What is needed |
Retype the lines of the records below word for word, starting at the beginning of the records and going on through the line containing "164), (349, 52)]", both included. Leave the pictures out of your answer.

[Contour annotation records]
________________________________________
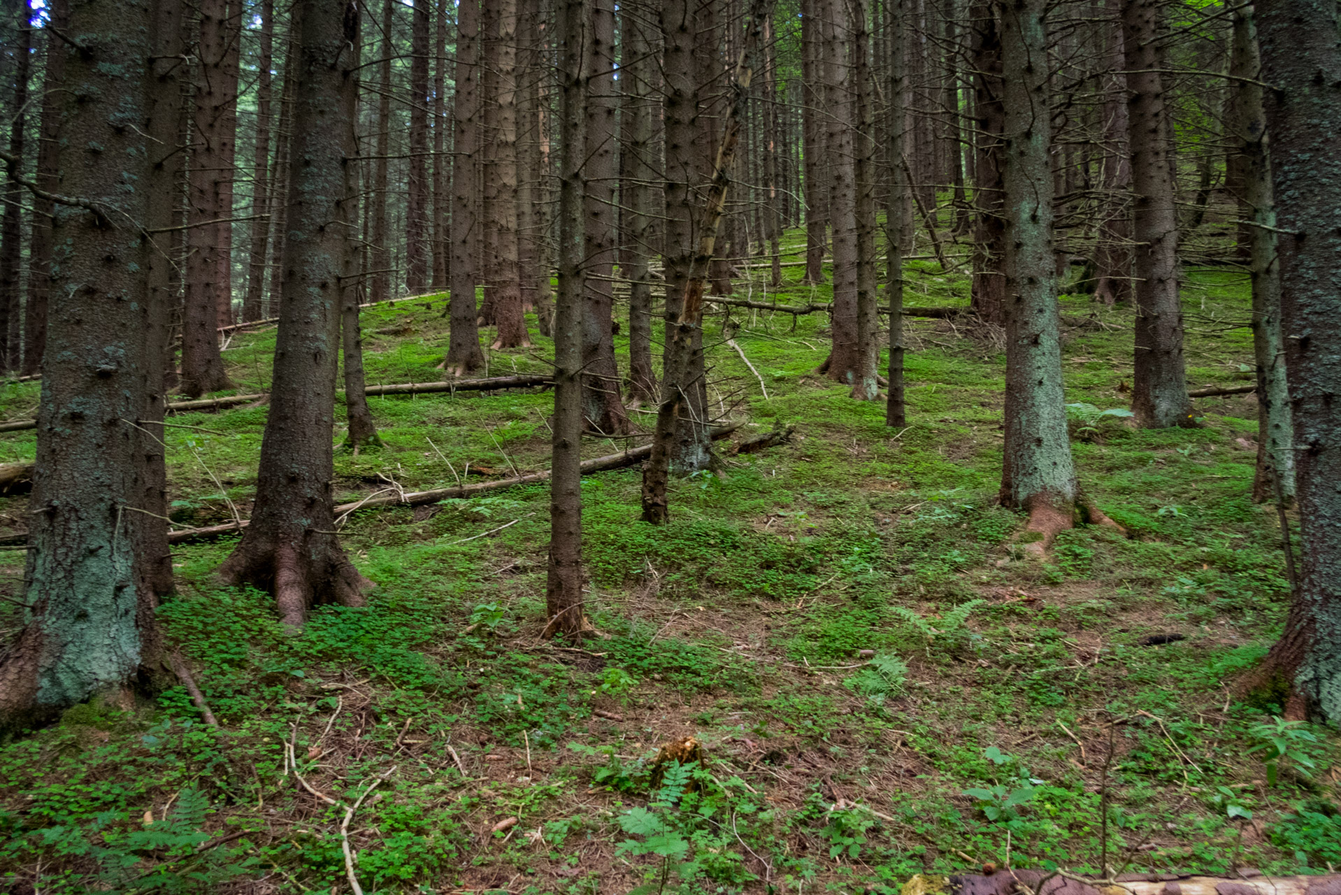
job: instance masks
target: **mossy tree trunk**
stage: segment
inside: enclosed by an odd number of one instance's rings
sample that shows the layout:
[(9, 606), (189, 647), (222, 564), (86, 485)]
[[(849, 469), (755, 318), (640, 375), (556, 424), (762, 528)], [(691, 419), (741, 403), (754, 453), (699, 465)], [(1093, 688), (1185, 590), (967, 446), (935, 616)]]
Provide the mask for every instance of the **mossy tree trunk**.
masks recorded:
[[(146, 663), (152, 594), (139, 556), (145, 439), (135, 420), (161, 376), (150, 358), (146, 264), (153, 55), (149, 0), (74, 0), (64, 54), (58, 205), (47, 364), (30, 502), (25, 625), (0, 662), (0, 726), (17, 727), (91, 696), (125, 702)], [(58, 47), (58, 48), (56, 48)], [(127, 127), (126, 122), (135, 127)], [(152, 125), (150, 125), (152, 126)]]
[(1259, 0), (1302, 564), (1267, 670), (1341, 723), (1341, 46), (1330, 0)]
[(1066, 432), (1053, 259), (1046, 0), (1000, 7), (1004, 94), (1006, 445), (1000, 501), (1029, 513), (1046, 547), (1071, 527), (1075, 467)]
[(1172, 137), (1164, 97), (1160, 35), (1161, 0), (1125, 0), (1122, 52), (1126, 59), (1128, 145), (1132, 153), (1136, 242), (1136, 370), (1132, 411), (1145, 428), (1193, 425), (1183, 361), (1183, 306), (1179, 302), (1177, 213)]
[(357, 40), (353, 0), (303, 0), (275, 386), (251, 525), (219, 570), (229, 584), (274, 592), (291, 629), (312, 604), (362, 605), (370, 585), (345, 557), (331, 510), (335, 368), (342, 294), (351, 287), (346, 240), (358, 204), (345, 173), (358, 164), (349, 52)]

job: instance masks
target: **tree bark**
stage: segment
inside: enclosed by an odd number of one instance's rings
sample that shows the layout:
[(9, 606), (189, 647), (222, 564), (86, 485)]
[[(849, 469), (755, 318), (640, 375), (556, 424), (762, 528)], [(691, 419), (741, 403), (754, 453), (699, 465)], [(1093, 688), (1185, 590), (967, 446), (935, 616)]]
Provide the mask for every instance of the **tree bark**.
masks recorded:
[(1132, 189), (1136, 242), (1136, 370), (1132, 411), (1145, 428), (1193, 425), (1183, 370), (1183, 307), (1179, 302), (1177, 215), (1172, 136), (1164, 102), (1160, 0), (1124, 0)]
[(586, 31), (590, 0), (558, 5), (559, 295), (554, 319), (554, 436), (544, 636), (591, 631), (582, 598), (582, 279), (586, 215)]
[(432, 0), (414, 0), (410, 19), (410, 157), (405, 199), (405, 290), (428, 288), (432, 260), (428, 182), (428, 52)]
[(803, 283), (825, 282), (829, 251), (829, 178), (823, 152), (823, 62), (819, 44), (823, 27), (818, 7), (823, 0), (801, 0), (801, 130), (806, 180), (806, 276)]
[(498, 137), (493, 142), (496, 185), (493, 231), (498, 235), (495, 276), (491, 283), (498, 335), (492, 348), (530, 348), (522, 310), (522, 278), (516, 236), (516, 4), (498, 0)]
[(621, 7), (624, 63), (624, 259), (620, 272), (629, 280), (629, 397), (634, 403), (654, 401), (656, 373), (652, 370), (652, 181), (661, 165), (653, 156), (652, 111), (657, 89), (657, 58), (644, 24), (646, 9), (625, 3)]
[(1238, 185), (1240, 215), (1247, 227), (1248, 274), (1252, 280), (1252, 353), (1257, 358), (1258, 459), (1252, 499), (1262, 503), (1294, 498), (1294, 450), (1290, 441), (1290, 392), (1285, 345), (1281, 341), (1281, 267), (1277, 263), (1275, 201), (1271, 195), (1271, 158), (1267, 150), (1266, 110), (1262, 105), (1262, 62), (1252, 9), (1234, 13), (1226, 137), (1227, 162)]
[(475, 232), (479, 224), (476, 207), (476, 150), (480, 145), (480, 5), (461, 0), (456, 11), (456, 97), (452, 101), (452, 333), (447, 349), (447, 374), (467, 376), (484, 366), (480, 329), (476, 322), (475, 284), (479, 267), (475, 255)]
[(346, 168), (358, 164), (350, 46), (353, 0), (303, 0), (275, 388), (251, 525), (219, 569), (223, 581), (271, 590), (290, 629), (316, 602), (362, 605), (371, 584), (345, 557), (331, 511), (342, 293), (351, 287), (343, 267), (358, 203), (346, 193)]
[(396, 0), (382, 3), (382, 59), (377, 64), (377, 149), (374, 149), (377, 160), (373, 162), (373, 247), (369, 252), (373, 267), (371, 301), (374, 302), (385, 302), (392, 297), (392, 233), (386, 220), (386, 199), (390, 189), (392, 56), (396, 55), (396, 43), (392, 39), (394, 24), (392, 12), (394, 8)]
[[(161, 525), (141, 505), (145, 435), (133, 423), (149, 392), (149, 180), (146, 60), (156, 16), (148, 0), (74, 5), (68, 25), (84, 50), (64, 59), (56, 101), (62, 192), (97, 211), (62, 207), (54, 242), (55, 307), (42, 382), (38, 459), (30, 499), (25, 625), (0, 660), (0, 727), (43, 722), (101, 696), (129, 707), (153, 625), (138, 556), (139, 531)], [(126, 127), (123, 121), (137, 126)]]
[(247, 293), (243, 297), (243, 322), (261, 317), (261, 293), (266, 287), (266, 248), (270, 240), (270, 70), (274, 63), (275, 0), (261, 0), (260, 48), (256, 63), (256, 142), (252, 152), (251, 250), (247, 252)]
[[(224, 164), (231, 142), (228, 110), (237, 102), (229, 91), (229, 28), (225, 0), (200, 4), (198, 81), (196, 83), (194, 129), (188, 184), (186, 301), (181, 333), (181, 392), (198, 397), (232, 388), (219, 353), (219, 327), (227, 283), (220, 279), (224, 263), (223, 231), (217, 223), (224, 211)], [(231, 196), (231, 191), (227, 193)]]
[(586, 271), (582, 313), (582, 413), (605, 435), (629, 428), (614, 361), (616, 127), (614, 0), (591, 4), (587, 64)]
[(1006, 113), (1002, 106), (1002, 42), (996, 8), (990, 3), (971, 7), (974, 59), (974, 111), (978, 117), (978, 157), (974, 165), (974, 282), (970, 303), (987, 323), (1004, 322), (1006, 303), (1006, 221), (1002, 196), (1002, 134)]
[(1062, 339), (1053, 260), (1051, 117), (1046, 0), (1002, 4), (1006, 113), (1006, 444), (1003, 506), (1029, 513), (1046, 550), (1073, 525), (1075, 467), (1066, 432)]
[[(687, 12), (687, 11), (685, 11)], [(670, 13), (670, 17), (666, 17)], [(668, 0), (662, 8), (662, 28), (666, 32), (666, 47), (672, 39), (679, 43), (684, 31), (665, 28), (680, 17), (679, 0)], [(685, 385), (693, 373), (693, 337), (701, 338), (703, 294), (708, 284), (717, 228), (725, 208), (731, 188), (731, 169), (735, 164), (740, 142), (742, 123), (750, 97), (750, 81), (758, 66), (756, 52), (763, 23), (772, 13), (772, 0), (754, 0), (746, 20), (746, 38), (740, 48), (740, 59), (731, 81), (731, 109), (721, 129), (721, 145), (717, 148), (716, 164), (712, 170), (712, 185), (708, 188), (701, 217), (699, 220), (699, 248), (693, 256), (689, 275), (685, 278), (684, 294), (675, 321), (666, 321), (666, 364), (661, 378), (661, 401), (657, 405), (657, 425), (652, 436), (652, 455), (642, 467), (642, 521), (664, 525), (668, 518), (666, 486), (670, 472), (670, 454), (676, 439), (680, 408), (685, 401)], [(684, 15), (680, 21), (688, 19)], [(685, 30), (687, 31), (687, 30)], [(673, 38), (672, 38), (673, 35)], [(669, 82), (670, 66), (666, 66)], [(669, 115), (668, 115), (669, 118)], [(669, 288), (669, 278), (668, 278)], [(669, 305), (669, 302), (668, 302)], [(700, 342), (701, 345), (701, 342)]]
[(1258, 0), (1294, 415), (1298, 589), (1266, 672), (1287, 714), (1341, 722), (1341, 47), (1328, 0)]

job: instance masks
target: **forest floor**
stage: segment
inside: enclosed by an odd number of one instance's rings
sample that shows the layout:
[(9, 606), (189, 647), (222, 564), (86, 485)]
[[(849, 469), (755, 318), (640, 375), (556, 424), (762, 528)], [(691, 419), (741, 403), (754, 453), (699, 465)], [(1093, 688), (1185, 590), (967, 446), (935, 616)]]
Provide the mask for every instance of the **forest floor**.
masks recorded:
[[(963, 305), (967, 288), (909, 266), (911, 305)], [(764, 293), (738, 282), (747, 290)], [(829, 290), (793, 283), (776, 298)], [(1192, 386), (1250, 382), (1246, 279), (1189, 270), (1184, 302)], [(367, 310), (369, 384), (439, 380), (444, 309), (433, 297)], [(378, 589), (367, 608), (315, 611), (296, 637), (266, 594), (212, 582), (235, 539), (181, 545), (161, 620), (221, 726), (174, 688), (134, 713), (76, 707), (0, 746), (0, 888), (345, 891), (342, 821), (365, 891), (388, 892), (622, 894), (646, 880), (857, 894), (986, 861), (1341, 863), (1336, 739), (1279, 726), (1270, 696), (1234, 686), (1278, 632), (1287, 589), (1275, 510), (1250, 501), (1252, 396), (1198, 400), (1199, 428), (1130, 428), (1101, 415), (1129, 403), (1130, 310), (1085, 295), (1063, 310), (1093, 318), (1065, 327), (1066, 396), (1088, 405), (1073, 408), (1080, 476), (1129, 537), (1080, 527), (1045, 562), (1012, 549), (1022, 519), (995, 506), (999, 338), (911, 322), (911, 424), (893, 431), (882, 403), (811, 376), (822, 315), (734, 309), (767, 397), (717, 315), (712, 403), (744, 423), (735, 437), (795, 433), (752, 455), (719, 445), (723, 474), (676, 482), (661, 529), (638, 521), (636, 468), (583, 480), (602, 639), (539, 636), (543, 484), (353, 514), (342, 541)], [(532, 352), (489, 353), (489, 374), (546, 372), (551, 345), (534, 319), (531, 333)], [(268, 385), (274, 339), (229, 339), (241, 392)], [(38, 384), (0, 394), (0, 416), (31, 416)], [(338, 454), (337, 496), (543, 470), (551, 403), (374, 397), (386, 447)], [(170, 421), (174, 519), (227, 522), (229, 503), (245, 517), (266, 408)], [(0, 437), (0, 462), (32, 455), (34, 432)], [(0, 523), (21, 530), (24, 511), (5, 498)], [(5, 637), (21, 569), (21, 551), (0, 553)], [(703, 772), (675, 798), (684, 781), (652, 786), (652, 759), (691, 734)], [(1286, 755), (1269, 777), (1259, 747), (1273, 735)]]

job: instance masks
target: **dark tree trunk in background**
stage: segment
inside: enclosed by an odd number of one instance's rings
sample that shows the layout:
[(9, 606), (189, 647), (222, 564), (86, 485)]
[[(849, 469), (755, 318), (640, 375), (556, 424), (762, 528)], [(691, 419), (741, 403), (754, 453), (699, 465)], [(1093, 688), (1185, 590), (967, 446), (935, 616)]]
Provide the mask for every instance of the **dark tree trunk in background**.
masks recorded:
________________________________________
The solution |
job: instance masks
target: **mossy tree trunk**
stage: segment
inside: enclosed by an odd number of one instance's rings
sample that shows the layout:
[(9, 606), (189, 647), (222, 564), (86, 485)]
[[(849, 469), (755, 318), (640, 375), (556, 424), (762, 528)], [(691, 419), (741, 403), (754, 453), (699, 465)], [(1093, 688), (1185, 590), (967, 446), (935, 616)]]
Provide the mask for every instance of the **mossy tree trunk**.
masks recorded:
[[(146, 663), (152, 594), (139, 556), (145, 439), (135, 420), (161, 376), (150, 358), (146, 264), (153, 55), (149, 0), (74, 0), (64, 54), (58, 205), (47, 364), (30, 502), (25, 625), (0, 662), (0, 726), (17, 727), (91, 696), (125, 702)], [(58, 47), (58, 48), (56, 48)], [(127, 127), (126, 122), (135, 127)], [(152, 125), (150, 125), (152, 126)]]
[(1259, 0), (1302, 564), (1267, 670), (1341, 723), (1341, 46), (1330, 0)]
[(1066, 432), (1053, 259), (1046, 0), (1000, 7), (1004, 94), (1006, 445), (1000, 501), (1029, 513), (1046, 547), (1071, 527), (1075, 467)]
[(1172, 137), (1164, 97), (1160, 35), (1161, 0), (1125, 0), (1122, 52), (1126, 59), (1128, 145), (1132, 153), (1136, 242), (1136, 370), (1132, 411), (1145, 428), (1193, 425), (1183, 361), (1183, 306), (1179, 302), (1177, 213)]
[(357, 40), (353, 0), (303, 0), (275, 386), (251, 525), (219, 570), (229, 584), (274, 592), (291, 629), (312, 604), (362, 605), (370, 585), (345, 557), (331, 510), (335, 368), (342, 294), (351, 287), (346, 240), (358, 204), (345, 173), (358, 164), (349, 52)]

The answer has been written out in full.